===== EXTRAHIERTER TEXT

Als Stück ein Flop. © lupisuma.com

 

 

 

Die Merowinger. Heimito von Doderer/Franzobel.

Schauspiel.

Anna Badora. Volkstheater Wien.

Die Stimme der Kritik für Bümpliz und die Welt, 1. Oktober 2019.

 

 

Neben dem Eingang zur Buchfeldgasse 6, 1080 Wien, steht eine Tafel. "Die Stimme der Kritik für Bümpliz und die Welt" hat sie initiiert und mit einer Handvoll Freunden finanziert: "In diesem Haus wohnte der Schriftsteller Heimito von Doderer von 1938 bis 1956. Während dieser Zeit arbeitete er an den Werken: Tangenten, Die erleuchteten Fenster, Unter schwarzen Sternen, Die Strudlhofstiege, Die Posaunen von Jericho, Die Merowinger, Die Dämonen."

 

Keiner dieser Titel bezeichnet ein Schauspiel. Doderer war, wie sein norddeutscher Kollege Thomas Mann, ein herausragender Romancier und Erzähler; fürs Theater aber hat er nicht geschrieben. Doch die Dramaturgen am Volkstheater (und auch die drüben in der Josefstadt) glauben, es besser zu wissen. Sie greifen ins Büchergestell und lassen aus Doderers Romanen Stücke anfertigen. Der Verstorbene kann sich nicht wehren. Dafür bekommen die Erben Tantiemen, ohne einen Finger zu rühren. Und auch die Bearbeiter gehen nicht leer aus.

 

So wird das Werk des Toten vom Theater ausgeweidet. Drüben in der Josefstadt läuft seit Beginn der Spielzeit "Die Strudlhofstiege". 908 Seiten bei dtv. Ein Sakrileg. Im Volkstheater führen sie derweil "Die Merowinger" auf. 305 Seiten bei dtv. Ein Flop. Die Kritik verreisst beide Produktionen. "Das Beste", titelt der "Kurier", "ist die Blasmusik".

 

Am Volkstheater bietet Anna Badoras ungelenke, zähe Inszenierung zwei Stunden lang Zeit, darüber nachzudenken, warum "Die Merowinger" auf der Bühne nicht funktionieren. Die Kritiker formulieren ihre Vermutungen im Modus des "Man hätte eben g'scheiter ..." und schlagen Themen beziehungs­weise Handlungsstränge vor, die in ihren Augen wichtiger oder wirksamer gewesen wären. 

 

Niemand aber nennt den Kern des Übels: Die Spannung fehlt. Und dabei ist Spannung, wie Emil Staiger in seinen "Grundbegriffen der Poetik" 1946 nachgewiesen hat, die Haupteigenschaft des Dramatischen. Das Epische demgegenüber beruht auf dem gemächlichen Schildern.

 

An der Gemächlichkeit des Schilderns zerschellt jetzt die Produktion des Volkstheaters. Sie stellt Auftritte nachein­ander auf die Drehbühne; sie zitiert Situationen, Meinungen und Einstellungen herbei; Zug aber entsteht dadurch nicht. Denn Schildern ist undramatisch. So läuft die Bearbeitung der "Merowinger" durch den österreichischen Schriftsteller Franzobel aufs ernüchternde Fazit hinaus: "Das Beste ist die Blasmusik".

==========
===== DATENAUSZUG

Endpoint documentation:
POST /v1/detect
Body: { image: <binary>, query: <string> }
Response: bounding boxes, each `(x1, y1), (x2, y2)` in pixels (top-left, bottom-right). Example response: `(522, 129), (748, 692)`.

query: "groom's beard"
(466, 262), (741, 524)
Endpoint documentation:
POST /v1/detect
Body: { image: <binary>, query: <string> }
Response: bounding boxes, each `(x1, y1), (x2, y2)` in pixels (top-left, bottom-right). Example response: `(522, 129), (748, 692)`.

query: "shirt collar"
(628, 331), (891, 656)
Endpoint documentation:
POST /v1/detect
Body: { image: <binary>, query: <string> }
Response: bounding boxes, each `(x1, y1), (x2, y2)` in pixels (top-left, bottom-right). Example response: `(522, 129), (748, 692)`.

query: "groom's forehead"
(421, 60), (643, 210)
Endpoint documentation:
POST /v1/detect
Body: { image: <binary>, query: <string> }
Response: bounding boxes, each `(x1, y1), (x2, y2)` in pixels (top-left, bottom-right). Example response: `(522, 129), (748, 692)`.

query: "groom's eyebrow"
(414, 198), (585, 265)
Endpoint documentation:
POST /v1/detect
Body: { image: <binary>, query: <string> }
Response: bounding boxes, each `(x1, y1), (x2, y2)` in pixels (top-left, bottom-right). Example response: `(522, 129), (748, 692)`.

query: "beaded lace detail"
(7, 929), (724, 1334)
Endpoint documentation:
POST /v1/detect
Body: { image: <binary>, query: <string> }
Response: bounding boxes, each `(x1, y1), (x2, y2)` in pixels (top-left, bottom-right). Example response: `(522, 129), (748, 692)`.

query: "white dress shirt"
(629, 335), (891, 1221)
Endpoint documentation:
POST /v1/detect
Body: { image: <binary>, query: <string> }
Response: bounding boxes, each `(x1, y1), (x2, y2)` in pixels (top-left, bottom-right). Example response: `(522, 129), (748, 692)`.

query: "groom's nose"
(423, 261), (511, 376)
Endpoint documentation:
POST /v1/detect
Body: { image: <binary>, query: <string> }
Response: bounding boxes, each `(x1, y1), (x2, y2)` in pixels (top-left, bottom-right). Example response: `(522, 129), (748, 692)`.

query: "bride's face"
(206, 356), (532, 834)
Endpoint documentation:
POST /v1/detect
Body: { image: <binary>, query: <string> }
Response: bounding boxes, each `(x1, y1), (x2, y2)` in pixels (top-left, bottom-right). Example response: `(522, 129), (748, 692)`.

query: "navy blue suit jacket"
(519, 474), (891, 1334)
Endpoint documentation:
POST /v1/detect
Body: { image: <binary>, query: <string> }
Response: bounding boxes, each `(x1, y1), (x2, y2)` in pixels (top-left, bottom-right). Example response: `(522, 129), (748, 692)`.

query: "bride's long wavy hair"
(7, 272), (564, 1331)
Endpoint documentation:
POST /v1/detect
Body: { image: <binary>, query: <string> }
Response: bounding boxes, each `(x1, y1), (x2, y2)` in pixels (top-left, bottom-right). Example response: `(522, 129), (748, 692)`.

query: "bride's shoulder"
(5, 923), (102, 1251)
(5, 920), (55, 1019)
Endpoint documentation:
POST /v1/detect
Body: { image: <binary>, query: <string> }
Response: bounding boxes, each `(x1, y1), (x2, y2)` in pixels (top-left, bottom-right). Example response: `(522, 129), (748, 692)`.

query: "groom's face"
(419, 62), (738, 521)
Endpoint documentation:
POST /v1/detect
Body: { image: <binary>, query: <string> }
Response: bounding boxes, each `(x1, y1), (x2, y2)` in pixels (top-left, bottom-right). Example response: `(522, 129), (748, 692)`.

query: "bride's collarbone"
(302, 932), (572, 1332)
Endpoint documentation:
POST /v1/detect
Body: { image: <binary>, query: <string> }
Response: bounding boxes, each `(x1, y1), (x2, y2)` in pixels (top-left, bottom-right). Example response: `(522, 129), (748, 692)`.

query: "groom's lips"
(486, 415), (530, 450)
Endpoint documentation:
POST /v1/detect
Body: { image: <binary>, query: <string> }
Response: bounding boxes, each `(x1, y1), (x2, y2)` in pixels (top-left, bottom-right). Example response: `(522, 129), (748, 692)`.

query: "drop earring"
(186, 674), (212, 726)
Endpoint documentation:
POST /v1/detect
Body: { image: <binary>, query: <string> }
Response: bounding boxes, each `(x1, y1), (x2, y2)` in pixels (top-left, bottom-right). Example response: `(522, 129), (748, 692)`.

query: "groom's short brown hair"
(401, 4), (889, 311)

==========
===== DATENAUSZUG

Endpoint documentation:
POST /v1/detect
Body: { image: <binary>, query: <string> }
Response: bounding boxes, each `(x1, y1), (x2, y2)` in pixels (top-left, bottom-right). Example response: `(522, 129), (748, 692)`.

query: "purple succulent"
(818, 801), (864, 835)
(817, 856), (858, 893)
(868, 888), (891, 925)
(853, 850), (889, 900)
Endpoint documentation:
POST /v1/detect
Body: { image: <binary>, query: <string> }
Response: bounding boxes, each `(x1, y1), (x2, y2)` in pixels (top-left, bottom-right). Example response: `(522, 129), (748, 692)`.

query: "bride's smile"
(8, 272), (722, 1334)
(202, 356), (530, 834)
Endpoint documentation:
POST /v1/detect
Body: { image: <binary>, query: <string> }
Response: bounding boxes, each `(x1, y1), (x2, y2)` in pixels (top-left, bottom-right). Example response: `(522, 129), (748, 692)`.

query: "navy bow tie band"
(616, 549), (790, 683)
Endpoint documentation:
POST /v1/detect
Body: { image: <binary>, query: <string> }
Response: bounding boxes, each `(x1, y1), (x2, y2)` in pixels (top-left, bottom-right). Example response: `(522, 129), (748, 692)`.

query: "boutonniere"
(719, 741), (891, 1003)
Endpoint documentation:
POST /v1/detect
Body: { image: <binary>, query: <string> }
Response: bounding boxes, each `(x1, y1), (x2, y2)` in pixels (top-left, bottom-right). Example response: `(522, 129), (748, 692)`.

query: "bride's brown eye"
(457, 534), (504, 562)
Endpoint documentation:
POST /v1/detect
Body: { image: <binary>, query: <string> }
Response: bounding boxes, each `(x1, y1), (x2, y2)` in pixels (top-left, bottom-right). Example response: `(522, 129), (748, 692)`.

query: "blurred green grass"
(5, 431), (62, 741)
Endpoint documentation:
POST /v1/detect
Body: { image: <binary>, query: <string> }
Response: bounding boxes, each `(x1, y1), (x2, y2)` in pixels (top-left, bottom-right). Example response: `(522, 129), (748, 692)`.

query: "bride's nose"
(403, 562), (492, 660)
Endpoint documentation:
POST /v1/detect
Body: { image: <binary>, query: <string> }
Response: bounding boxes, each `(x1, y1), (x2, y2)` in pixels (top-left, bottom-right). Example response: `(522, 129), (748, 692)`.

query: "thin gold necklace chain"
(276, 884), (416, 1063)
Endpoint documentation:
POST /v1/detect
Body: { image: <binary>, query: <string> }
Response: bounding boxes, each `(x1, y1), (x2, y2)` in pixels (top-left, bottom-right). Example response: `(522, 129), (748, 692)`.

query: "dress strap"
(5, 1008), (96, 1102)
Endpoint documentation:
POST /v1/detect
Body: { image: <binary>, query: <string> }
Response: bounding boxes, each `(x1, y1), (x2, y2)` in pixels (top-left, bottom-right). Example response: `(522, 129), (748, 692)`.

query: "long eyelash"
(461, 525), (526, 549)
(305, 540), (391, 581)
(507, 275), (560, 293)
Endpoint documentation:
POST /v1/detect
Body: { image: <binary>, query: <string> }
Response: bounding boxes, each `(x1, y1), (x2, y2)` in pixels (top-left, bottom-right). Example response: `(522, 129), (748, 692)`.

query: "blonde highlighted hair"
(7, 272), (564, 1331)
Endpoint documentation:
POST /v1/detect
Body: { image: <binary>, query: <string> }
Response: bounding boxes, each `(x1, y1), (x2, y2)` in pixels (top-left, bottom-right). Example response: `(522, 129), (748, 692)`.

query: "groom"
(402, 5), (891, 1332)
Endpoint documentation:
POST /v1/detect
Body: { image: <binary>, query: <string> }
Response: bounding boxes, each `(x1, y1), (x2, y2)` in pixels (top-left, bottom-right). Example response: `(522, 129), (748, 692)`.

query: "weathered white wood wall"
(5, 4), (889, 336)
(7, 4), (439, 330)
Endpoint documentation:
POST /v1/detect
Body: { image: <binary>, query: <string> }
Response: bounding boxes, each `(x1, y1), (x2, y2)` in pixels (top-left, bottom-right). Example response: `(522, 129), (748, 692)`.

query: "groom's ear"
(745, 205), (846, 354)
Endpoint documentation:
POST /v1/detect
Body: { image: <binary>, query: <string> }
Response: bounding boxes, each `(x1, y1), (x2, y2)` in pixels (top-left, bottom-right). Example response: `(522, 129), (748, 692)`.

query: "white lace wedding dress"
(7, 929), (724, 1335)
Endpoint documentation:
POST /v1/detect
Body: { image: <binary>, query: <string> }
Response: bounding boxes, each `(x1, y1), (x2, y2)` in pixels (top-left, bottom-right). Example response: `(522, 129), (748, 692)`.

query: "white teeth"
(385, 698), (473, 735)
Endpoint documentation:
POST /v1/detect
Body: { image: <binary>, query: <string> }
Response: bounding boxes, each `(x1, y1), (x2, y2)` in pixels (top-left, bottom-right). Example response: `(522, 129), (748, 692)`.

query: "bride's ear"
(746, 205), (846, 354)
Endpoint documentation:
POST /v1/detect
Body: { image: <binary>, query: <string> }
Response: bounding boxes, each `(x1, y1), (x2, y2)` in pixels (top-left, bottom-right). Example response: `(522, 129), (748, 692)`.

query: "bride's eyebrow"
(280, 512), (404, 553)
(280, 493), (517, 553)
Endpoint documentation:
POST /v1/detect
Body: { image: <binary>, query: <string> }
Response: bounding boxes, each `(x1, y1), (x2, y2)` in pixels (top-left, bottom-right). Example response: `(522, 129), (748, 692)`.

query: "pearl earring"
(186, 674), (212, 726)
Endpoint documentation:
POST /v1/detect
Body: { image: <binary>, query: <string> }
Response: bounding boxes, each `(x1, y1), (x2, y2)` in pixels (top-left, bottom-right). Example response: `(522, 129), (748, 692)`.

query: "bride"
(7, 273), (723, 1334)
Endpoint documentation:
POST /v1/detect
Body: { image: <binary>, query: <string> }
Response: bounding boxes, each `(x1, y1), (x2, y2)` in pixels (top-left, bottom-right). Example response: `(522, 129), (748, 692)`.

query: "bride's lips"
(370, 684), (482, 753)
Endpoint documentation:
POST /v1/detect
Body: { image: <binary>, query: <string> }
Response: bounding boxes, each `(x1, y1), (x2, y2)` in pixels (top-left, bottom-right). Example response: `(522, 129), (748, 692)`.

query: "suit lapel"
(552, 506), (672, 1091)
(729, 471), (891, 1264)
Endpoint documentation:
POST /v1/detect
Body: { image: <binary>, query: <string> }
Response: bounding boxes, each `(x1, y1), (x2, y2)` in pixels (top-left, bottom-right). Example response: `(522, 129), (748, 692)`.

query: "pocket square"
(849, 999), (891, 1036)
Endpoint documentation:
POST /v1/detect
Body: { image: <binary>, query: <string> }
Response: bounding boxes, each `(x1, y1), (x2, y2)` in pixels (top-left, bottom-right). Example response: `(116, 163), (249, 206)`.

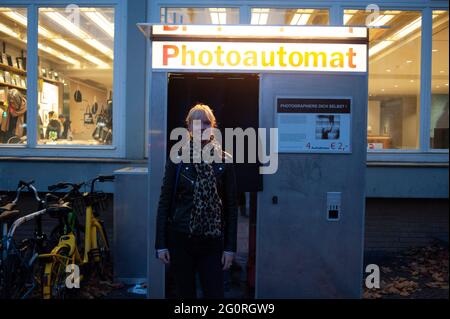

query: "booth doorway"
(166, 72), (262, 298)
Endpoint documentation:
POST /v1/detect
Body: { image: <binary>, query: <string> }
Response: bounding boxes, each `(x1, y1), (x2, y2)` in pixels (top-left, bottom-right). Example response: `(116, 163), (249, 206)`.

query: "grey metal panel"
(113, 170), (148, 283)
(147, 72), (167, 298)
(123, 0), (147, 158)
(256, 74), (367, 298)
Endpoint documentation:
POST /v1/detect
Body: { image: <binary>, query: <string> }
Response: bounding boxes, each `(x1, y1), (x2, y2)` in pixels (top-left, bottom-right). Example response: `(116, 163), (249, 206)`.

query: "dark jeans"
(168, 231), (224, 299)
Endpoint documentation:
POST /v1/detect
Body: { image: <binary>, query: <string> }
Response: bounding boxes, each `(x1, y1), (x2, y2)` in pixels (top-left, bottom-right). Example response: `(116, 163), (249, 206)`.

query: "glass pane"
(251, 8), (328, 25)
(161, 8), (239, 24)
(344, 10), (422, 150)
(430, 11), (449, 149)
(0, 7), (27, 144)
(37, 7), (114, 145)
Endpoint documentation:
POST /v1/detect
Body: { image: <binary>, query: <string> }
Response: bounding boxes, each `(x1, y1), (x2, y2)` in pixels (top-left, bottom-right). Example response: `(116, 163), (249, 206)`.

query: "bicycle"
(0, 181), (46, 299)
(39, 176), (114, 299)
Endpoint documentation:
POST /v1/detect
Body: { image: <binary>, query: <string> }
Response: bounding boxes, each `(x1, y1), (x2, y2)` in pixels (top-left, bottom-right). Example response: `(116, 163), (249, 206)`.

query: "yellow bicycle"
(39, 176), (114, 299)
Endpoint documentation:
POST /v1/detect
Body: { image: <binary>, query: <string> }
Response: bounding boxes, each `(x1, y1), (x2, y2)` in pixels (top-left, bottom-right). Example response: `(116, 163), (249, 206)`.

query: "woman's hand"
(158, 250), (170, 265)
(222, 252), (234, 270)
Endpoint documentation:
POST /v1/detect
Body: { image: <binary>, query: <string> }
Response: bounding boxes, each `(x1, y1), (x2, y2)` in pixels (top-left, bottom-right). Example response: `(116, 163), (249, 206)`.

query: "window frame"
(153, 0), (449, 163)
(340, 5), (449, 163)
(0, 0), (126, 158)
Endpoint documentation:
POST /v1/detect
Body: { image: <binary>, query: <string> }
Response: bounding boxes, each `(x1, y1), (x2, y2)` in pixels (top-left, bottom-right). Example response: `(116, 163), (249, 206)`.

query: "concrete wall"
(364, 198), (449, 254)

==========

### AUFGABENZIEL 1:
Von welchem bis zu welchem Jahr wohnte Heimito von Doderer laut der im extrahierten Text zitierten Tafel in der Buchfeldgasse 6?
### AUFGABENZIEL 2:
Übersetze den folgenden Satz aus dem extrahierten Text ins Englische: "Niemand aber nennt den Kern des Übels: Die Spannung fehlt."
### AUFGABENZIEL 3:
Fasse den extrahierten Text in zwei Sätzen zusammen.

### VOLLSTÄNDIGE AUSGABE 1:
Von 1938 bis 1956.

### VOLLSTÄNDIGE AUSGABE 2:
But no one names the heart of the problem: the tension is missing.

### VOLLSTÄNDIGE AUSGABE 3:
Der Text kritisiert, dass Dramaturgen am Volkstheater und in der Josefstadt aus den Romanen Heimito von Doderers, der nicht fürs Theater geschrieben hat, Stücke anfertigen lassen. Anna Badoras Inszenierung der "Merowinger" in der Bearbeitung von Franzobel gilt ihm als Flop, weil ihr die Spannung fehlt, die nach Emil Staiger die Haupteigenschaft des Dramatischen ist, während das Epische auf gemächlichem Schildern beruht.